DATA LISTING:
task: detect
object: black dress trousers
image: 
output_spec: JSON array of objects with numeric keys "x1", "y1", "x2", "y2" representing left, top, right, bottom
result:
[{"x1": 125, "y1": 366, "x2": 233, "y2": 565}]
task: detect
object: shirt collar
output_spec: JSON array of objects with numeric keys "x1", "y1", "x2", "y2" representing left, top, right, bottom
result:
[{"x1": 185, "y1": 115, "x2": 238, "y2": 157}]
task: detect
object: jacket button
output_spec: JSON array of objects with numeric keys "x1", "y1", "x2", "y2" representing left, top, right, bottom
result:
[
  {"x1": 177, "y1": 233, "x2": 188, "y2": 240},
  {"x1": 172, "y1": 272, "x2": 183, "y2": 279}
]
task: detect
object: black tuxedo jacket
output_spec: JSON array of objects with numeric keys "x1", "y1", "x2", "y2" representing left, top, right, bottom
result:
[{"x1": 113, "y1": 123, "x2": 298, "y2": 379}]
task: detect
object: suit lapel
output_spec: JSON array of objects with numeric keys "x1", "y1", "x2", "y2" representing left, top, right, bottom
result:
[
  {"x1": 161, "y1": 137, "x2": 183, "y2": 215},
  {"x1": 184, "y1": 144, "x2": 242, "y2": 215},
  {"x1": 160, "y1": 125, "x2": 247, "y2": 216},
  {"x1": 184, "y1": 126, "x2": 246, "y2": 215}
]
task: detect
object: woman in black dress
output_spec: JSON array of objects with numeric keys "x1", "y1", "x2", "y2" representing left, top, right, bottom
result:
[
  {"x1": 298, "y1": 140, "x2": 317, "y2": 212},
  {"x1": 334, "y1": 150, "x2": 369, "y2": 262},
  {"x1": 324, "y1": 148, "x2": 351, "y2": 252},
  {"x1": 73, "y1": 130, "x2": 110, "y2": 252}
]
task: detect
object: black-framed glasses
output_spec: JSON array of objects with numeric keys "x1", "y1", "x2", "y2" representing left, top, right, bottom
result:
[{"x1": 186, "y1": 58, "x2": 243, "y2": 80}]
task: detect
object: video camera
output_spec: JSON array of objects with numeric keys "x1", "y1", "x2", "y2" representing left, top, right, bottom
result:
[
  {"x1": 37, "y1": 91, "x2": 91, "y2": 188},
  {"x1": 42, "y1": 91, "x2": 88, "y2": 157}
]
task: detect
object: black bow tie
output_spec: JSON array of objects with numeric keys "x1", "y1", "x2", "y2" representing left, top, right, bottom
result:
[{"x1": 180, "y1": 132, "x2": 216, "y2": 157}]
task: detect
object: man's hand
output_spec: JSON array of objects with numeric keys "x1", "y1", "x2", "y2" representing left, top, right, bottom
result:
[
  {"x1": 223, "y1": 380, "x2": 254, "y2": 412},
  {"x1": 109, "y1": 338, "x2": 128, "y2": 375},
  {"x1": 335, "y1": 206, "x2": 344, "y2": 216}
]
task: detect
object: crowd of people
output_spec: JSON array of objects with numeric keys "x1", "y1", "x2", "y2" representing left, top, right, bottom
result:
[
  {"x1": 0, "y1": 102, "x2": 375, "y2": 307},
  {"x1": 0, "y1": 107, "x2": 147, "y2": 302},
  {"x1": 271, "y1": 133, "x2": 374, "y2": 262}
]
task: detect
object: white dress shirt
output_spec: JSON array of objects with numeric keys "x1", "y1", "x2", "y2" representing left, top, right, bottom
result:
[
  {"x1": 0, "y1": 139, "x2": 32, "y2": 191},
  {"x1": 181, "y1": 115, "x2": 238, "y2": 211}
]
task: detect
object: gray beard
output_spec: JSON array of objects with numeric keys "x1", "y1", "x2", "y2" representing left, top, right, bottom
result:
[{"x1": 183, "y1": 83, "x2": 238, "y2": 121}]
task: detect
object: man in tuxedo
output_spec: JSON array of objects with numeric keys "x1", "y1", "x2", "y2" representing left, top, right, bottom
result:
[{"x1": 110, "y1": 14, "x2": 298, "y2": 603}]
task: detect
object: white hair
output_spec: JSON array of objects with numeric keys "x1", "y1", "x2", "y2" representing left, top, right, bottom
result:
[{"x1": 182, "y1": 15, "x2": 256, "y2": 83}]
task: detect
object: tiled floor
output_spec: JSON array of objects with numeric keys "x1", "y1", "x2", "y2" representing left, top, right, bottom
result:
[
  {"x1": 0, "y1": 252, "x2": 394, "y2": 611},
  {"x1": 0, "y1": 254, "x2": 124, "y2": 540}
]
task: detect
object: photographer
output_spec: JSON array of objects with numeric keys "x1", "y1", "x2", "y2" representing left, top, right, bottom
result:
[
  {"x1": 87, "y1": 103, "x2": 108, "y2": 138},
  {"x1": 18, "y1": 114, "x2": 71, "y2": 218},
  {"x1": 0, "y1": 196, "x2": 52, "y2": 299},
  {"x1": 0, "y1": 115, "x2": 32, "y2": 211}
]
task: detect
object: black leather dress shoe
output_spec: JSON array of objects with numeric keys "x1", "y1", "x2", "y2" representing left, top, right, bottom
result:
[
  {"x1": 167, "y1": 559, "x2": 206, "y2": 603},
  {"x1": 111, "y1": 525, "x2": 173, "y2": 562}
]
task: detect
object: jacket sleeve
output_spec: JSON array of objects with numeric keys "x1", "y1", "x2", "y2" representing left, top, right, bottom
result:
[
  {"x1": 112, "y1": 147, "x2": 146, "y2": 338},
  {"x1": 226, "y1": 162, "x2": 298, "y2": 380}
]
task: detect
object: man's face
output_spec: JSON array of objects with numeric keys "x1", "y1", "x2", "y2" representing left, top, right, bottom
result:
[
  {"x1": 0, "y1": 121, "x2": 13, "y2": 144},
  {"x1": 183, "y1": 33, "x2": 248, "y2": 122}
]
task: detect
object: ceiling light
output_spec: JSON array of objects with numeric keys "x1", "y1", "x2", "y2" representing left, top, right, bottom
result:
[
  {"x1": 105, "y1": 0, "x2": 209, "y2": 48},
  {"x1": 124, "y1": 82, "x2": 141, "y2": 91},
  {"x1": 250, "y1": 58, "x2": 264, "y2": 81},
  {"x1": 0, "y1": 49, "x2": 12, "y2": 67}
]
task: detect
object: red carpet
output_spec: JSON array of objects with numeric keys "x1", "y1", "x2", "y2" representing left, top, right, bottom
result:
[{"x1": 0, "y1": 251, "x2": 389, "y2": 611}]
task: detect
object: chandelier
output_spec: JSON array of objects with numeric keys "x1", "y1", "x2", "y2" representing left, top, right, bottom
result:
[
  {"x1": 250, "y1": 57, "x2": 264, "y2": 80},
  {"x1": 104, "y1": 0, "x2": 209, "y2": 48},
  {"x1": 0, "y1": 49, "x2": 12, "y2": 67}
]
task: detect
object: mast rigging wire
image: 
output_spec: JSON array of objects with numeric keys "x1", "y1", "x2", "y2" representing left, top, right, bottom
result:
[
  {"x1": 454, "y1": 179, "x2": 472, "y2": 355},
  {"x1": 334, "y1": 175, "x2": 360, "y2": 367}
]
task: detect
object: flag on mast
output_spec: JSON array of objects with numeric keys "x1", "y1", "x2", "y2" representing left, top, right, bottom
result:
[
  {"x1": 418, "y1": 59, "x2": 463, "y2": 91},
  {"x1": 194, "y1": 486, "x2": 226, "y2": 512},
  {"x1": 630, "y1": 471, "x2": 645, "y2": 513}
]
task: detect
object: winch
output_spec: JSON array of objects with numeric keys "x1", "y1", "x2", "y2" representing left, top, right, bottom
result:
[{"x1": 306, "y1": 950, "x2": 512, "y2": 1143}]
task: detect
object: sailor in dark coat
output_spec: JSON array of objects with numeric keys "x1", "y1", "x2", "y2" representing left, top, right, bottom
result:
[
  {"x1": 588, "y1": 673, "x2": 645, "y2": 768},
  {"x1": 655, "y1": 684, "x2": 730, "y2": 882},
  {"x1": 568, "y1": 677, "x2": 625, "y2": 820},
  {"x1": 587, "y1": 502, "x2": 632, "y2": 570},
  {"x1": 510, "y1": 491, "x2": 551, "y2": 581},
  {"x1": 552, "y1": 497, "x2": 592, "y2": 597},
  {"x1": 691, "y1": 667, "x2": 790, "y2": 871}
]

WHAT IS REQUIRED:
Exactly as they appear, copy the lines of the listing above from the first through the one that contains "object: man's hand", and nothing more.

EXPECTED ANSWER:
task: detect
object: black dress trousers
image: 
output_spec: JSON array of objects with numeric keys "x1", "y1", "x2", "y2" representing left, top, right, bottom
result:
[{"x1": 125, "y1": 366, "x2": 233, "y2": 565}]
task: detect
object: shirt collar
output_spec: JSON array of objects with numeric keys "x1", "y1", "x2", "y2" representing left, top, right, bottom
result:
[{"x1": 185, "y1": 115, "x2": 238, "y2": 157}]
task: detect
object: jacket button
output_spec: JSON array of objects with numeric keys "x1", "y1", "x2", "y2" representing left, top, right, bottom
result:
[
  {"x1": 177, "y1": 233, "x2": 188, "y2": 240},
  {"x1": 172, "y1": 272, "x2": 183, "y2": 279}
]
task: detect
object: black tuxedo jacket
output_spec: JSON array of objects with numeric keys "x1", "y1", "x2", "y2" representing left, top, right, bottom
result:
[{"x1": 113, "y1": 123, "x2": 298, "y2": 379}]
task: detect
object: suit lapel
output_spec: JSON array of objects with numeric keys "x1", "y1", "x2", "y2" representing left, top, right, bottom
result:
[
  {"x1": 161, "y1": 137, "x2": 183, "y2": 215},
  {"x1": 184, "y1": 144, "x2": 242, "y2": 215},
  {"x1": 160, "y1": 125, "x2": 247, "y2": 216},
  {"x1": 184, "y1": 126, "x2": 246, "y2": 215}
]
task: detect
object: woman in black dress
output_spec: JSON array of objects with numeric keys "x1", "y1", "x2", "y2" representing left, top, right, bottom
result:
[
  {"x1": 298, "y1": 140, "x2": 317, "y2": 212},
  {"x1": 334, "y1": 150, "x2": 369, "y2": 262},
  {"x1": 324, "y1": 148, "x2": 351, "y2": 252},
  {"x1": 73, "y1": 130, "x2": 110, "y2": 252}
]
task: detect
object: black-framed glasses
output_spec: JSON array of objects with numeric keys "x1", "y1", "x2", "y2" representing left, top, right, bottom
result:
[{"x1": 186, "y1": 58, "x2": 243, "y2": 80}]
task: detect
object: video camera
output_spec: JSON array of objects with numeric keys "x1", "y1", "x2", "y2" representing left, top, right, bottom
result:
[
  {"x1": 37, "y1": 91, "x2": 91, "y2": 188},
  {"x1": 42, "y1": 91, "x2": 88, "y2": 157}
]
task: detect
object: black bow tie
output_spec: JSON array of objects with numeric keys "x1", "y1", "x2", "y2" representing left, top, right, bottom
result:
[{"x1": 180, "y1": 132, "x2": 216, "y2": 157}]
task: detect
object: man's hand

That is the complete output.